* START Raw records *
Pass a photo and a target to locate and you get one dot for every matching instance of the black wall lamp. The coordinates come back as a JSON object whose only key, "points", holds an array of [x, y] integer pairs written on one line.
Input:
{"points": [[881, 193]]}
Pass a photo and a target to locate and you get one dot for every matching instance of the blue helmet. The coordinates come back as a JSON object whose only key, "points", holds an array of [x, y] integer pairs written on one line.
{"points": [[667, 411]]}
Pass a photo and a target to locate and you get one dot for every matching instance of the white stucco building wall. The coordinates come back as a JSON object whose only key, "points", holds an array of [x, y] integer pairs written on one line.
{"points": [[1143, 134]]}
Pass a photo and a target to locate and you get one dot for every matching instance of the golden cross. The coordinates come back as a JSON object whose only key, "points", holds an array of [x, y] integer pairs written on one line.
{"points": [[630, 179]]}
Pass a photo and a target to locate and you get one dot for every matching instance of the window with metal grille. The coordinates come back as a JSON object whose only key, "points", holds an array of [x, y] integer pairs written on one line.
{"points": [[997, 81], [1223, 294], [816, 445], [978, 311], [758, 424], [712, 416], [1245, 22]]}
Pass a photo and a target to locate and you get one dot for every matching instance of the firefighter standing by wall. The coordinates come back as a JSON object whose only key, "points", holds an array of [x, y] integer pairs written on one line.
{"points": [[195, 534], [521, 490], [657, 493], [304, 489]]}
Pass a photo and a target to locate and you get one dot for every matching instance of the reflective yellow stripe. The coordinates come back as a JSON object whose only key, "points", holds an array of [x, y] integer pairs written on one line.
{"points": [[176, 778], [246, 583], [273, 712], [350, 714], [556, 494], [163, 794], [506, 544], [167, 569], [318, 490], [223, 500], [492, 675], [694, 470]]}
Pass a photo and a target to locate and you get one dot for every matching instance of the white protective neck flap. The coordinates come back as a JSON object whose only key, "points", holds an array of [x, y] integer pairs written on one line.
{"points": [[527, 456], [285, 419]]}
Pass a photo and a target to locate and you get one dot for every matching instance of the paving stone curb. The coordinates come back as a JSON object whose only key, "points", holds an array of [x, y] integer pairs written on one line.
* END Raw records *
◆ Exercise description: Reproduce word for word the part that opens with the line containing "of the reflective" and runs through the last of the lines above.

◆ Output for this exercise:
Pass a photo and a target to locate and you get one dot for every matching instance of the reflective yellow stripe. The coordinates come back as a JSON object whose only key, "points", holds an array of [x, y] integer pairs written on one line.
{"points": [[176, 778], [246, 583], [273, 712], [350, 714], [556, 494], [163, 794], [506, 544], [167, 569], [318, 490], [223, 500], [492, 675], [694, 470]]}
Pass a photo and a target to locate and you get one dot for every matching instance of the white protective neck flap. The coordinates come back as a JSON object whose only key, "points", holds an array of [x, y] integer pairs written on one line.
{"points": [[527, 456], [285, 419]]}
Pass a photo and a target to locate and you get one dot for every matching instance of the paving stone curb. The coordinates come back as a JSON object whose only key, "points", holds an array of [x, y] integer pairs written on one line.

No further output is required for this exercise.